**Aim**
Below are the records. Restate word for word every line from the one that contains "Target: fox's left ear" through the final line, both included.

**Extracted records**
:::::
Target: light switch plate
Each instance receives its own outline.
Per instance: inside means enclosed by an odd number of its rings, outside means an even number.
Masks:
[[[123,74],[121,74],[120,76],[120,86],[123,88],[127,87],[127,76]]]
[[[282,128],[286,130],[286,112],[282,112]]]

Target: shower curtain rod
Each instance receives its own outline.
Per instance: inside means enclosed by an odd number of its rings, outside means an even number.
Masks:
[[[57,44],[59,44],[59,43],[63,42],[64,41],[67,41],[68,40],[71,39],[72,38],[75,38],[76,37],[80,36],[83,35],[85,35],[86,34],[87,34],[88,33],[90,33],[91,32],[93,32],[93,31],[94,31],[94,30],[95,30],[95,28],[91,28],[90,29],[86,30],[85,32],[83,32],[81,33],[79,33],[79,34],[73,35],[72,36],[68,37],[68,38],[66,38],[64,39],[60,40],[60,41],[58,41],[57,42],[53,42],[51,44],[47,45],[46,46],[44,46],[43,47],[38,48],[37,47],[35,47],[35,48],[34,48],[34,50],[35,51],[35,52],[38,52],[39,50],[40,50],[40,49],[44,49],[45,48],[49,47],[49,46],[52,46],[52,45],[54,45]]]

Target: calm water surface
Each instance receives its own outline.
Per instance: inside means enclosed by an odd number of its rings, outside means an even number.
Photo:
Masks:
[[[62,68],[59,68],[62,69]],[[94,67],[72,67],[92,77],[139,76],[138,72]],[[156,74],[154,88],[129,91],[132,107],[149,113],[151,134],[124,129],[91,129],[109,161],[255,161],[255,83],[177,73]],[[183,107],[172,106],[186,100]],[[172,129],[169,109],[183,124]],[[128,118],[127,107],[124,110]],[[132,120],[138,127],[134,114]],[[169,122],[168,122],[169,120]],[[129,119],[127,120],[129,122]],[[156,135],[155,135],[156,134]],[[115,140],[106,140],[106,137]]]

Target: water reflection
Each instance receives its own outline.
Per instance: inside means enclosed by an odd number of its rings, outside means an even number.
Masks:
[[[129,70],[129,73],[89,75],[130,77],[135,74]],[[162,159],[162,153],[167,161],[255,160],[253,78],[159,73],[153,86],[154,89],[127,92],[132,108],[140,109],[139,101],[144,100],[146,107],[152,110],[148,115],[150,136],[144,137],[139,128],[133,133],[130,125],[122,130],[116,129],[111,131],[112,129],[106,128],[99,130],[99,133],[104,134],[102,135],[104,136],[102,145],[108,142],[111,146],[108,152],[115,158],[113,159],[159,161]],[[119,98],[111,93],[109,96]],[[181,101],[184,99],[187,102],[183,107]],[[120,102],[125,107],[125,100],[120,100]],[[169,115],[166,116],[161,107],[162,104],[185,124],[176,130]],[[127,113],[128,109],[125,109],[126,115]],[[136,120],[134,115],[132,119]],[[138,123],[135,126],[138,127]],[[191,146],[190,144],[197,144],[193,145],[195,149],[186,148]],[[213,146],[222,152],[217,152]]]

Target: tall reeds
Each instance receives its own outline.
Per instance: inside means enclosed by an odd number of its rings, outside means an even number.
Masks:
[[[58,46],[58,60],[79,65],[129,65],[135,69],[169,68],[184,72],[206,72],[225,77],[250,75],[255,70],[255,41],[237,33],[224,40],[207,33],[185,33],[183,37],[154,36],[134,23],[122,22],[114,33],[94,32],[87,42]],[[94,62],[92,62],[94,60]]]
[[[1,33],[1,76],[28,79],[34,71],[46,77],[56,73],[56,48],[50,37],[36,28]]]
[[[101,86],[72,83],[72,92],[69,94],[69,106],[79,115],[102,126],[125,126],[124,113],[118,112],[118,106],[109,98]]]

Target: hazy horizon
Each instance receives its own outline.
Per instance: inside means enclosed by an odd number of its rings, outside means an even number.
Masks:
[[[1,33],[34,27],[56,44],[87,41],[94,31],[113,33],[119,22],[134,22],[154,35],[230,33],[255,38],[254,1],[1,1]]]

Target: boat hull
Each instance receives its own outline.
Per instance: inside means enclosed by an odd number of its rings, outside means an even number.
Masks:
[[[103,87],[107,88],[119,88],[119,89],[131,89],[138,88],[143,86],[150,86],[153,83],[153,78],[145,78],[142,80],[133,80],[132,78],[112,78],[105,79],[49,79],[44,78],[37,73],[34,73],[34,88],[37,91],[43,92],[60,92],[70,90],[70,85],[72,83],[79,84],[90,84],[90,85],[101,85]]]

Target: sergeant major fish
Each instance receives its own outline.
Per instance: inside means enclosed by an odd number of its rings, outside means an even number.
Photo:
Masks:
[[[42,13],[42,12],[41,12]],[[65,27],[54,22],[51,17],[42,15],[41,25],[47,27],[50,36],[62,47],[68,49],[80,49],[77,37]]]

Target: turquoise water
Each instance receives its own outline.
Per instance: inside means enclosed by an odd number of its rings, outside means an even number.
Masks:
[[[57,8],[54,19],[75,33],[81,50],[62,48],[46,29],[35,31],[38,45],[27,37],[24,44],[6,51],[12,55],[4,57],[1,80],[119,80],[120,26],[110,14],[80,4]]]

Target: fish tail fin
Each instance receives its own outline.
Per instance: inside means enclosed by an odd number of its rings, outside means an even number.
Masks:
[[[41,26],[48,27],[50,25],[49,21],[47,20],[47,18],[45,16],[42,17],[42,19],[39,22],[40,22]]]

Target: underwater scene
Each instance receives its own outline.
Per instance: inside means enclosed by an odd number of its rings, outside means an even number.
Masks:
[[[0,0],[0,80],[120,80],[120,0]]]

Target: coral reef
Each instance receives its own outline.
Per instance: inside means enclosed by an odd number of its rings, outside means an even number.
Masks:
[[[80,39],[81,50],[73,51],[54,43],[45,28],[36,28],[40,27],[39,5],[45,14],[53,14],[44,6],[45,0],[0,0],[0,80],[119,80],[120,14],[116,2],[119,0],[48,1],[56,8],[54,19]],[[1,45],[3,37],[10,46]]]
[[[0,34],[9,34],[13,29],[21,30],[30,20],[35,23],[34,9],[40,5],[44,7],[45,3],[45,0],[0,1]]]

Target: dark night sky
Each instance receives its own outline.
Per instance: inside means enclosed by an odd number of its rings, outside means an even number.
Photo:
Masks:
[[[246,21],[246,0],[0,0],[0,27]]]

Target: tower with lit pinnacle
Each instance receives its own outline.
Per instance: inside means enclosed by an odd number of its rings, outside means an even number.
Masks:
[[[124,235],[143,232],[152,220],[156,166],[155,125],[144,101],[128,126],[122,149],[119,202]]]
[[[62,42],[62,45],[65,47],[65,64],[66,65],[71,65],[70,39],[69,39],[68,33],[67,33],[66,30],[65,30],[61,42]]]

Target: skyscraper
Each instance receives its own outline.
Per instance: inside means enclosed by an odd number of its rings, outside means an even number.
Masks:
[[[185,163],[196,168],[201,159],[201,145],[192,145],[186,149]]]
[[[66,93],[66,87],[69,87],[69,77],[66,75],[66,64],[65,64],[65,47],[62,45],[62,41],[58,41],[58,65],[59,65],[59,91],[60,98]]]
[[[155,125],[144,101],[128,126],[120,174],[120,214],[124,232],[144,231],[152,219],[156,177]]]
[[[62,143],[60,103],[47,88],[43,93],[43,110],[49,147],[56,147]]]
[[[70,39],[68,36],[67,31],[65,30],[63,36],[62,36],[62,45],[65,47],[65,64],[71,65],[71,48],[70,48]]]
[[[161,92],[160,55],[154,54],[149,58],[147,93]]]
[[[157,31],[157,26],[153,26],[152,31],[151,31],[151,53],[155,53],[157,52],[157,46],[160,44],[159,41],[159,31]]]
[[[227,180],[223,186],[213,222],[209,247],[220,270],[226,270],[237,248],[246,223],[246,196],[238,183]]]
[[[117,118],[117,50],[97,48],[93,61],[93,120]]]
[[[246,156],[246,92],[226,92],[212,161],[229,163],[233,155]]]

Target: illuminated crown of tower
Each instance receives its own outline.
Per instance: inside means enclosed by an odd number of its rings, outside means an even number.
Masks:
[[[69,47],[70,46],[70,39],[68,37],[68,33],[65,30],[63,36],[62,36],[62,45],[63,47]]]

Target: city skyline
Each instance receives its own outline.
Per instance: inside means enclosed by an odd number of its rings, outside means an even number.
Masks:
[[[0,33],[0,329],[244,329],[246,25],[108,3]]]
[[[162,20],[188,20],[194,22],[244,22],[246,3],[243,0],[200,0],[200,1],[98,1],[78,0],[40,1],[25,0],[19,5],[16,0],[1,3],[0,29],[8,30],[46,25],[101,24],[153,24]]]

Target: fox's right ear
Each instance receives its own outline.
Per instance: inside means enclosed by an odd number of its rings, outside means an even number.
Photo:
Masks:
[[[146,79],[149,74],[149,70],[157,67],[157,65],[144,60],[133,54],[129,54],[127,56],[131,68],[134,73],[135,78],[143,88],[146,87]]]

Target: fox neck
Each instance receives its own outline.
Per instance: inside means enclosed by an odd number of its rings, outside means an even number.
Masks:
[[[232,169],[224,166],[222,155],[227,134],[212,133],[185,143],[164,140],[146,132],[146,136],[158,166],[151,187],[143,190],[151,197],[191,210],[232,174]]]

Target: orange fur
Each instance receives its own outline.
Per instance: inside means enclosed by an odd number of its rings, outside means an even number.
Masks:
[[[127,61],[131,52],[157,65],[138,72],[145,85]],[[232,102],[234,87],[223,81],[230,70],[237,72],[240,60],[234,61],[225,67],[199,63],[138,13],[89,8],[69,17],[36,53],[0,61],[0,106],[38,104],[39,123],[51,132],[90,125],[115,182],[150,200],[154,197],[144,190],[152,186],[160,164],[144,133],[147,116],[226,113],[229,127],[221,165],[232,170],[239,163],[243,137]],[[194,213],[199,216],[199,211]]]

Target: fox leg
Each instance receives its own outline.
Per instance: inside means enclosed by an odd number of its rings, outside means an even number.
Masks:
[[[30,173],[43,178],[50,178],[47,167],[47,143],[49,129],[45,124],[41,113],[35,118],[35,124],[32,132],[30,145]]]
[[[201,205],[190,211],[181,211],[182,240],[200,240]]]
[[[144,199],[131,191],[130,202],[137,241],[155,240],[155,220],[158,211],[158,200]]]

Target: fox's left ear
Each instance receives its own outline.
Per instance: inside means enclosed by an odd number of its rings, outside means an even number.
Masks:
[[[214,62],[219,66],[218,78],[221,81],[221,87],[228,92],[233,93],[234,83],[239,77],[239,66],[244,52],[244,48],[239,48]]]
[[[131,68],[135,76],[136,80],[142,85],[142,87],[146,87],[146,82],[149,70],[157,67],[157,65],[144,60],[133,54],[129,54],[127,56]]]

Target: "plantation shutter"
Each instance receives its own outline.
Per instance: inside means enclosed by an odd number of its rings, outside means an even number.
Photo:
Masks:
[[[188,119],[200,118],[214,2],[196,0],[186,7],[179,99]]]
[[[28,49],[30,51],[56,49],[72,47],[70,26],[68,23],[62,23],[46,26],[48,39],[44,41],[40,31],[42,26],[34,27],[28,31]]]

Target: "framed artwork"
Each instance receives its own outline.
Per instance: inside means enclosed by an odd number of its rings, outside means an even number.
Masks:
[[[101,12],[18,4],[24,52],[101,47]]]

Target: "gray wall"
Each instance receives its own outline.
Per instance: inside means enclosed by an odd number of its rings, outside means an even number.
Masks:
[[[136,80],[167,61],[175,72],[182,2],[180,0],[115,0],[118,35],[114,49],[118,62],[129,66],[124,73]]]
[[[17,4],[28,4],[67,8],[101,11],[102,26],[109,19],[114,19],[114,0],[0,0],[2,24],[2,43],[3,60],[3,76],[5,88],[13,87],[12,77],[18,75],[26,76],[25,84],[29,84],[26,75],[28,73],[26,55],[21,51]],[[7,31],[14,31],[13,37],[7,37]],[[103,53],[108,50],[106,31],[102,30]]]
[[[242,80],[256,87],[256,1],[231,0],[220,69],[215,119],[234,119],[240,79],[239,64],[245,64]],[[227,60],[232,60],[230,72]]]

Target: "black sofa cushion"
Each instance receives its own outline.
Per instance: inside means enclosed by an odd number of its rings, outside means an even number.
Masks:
:::::
**Answer to the problem**
Target: fox's left ear
Each instance receives its own outline.
Per instance: inside means enclosed by an odd number of its rings, outside means an even number.
Masks:
[[[214,62],[219,66],[218,78],[221,81],[221,87],[228,92],[233,93],[234,83],[239,77],[239,66],[244,52],[244,48],[239,48]]]
[[[131,68],[135,76],[136,80],[142,85],[142,87],[146,87],[146,82],[149,70],[157,67],[157,65],[144,60],[133,54],[129,54],[127,56]]]

Target: "plantation shutter"
Each instance receives its own outline.
Per instance: inside means enclosed by an odd number of its rings, outside means an even number.
Photo:
Masks:
[[[188,119],[200,118],[214,2],[196,0],[186,7],[179,99]]]
[[[28,49],[30,51],[56,49],[72,47],[70,26],[68,23],[62,23],[46,26],[48,39],[44,41],[40,31],[42,26],[34,27],[28,31]]]

Target: "framed artwork"
Each instance receives its own outline.
Per instance: inside means enclosed by an odd number of its rings, outside means an even number.
Masks:
[[[101,12],[18,4],[24,52],[101,47]]]

Target: "gray wall"
Each instance receives its own outline.
Per instance: inside means enclosed by an odd number of its rings, outside means an even number.
Masks:
[[[136,80],[167,61],[175,72],[182,2],[180,0],[115,0],[118,35],[114,49],[118,62],[129,66],[124,73]]]
[[[17,4],[28,4],[67,8],[101,11],[102,26],[109,19],[114,19],[114,0],[0,0],[2,24],[2,43],[3,60],[3,76],[5,88],[13,87],[12,77],[18,75],[26,76],[25,84],[29,84],[26,75],[28,73],[26,55],[21,51]],[[7,31],[14,31],[13,37],[7,37]],[[103,53],[108,50],[106,31],[102,30]]]
[[[242,80],[256,87],[256,1],[231,0],[220,69],[215,119],[234,119],[240,79],[239,64],[245,64]],[[227,60],[232,60],[230,72]]]

Target: "black sofa cushion"
Each instance receives its own outline.
Per instance: inside means enclosed by an odd number of its rings, outside means an even number.
Masks:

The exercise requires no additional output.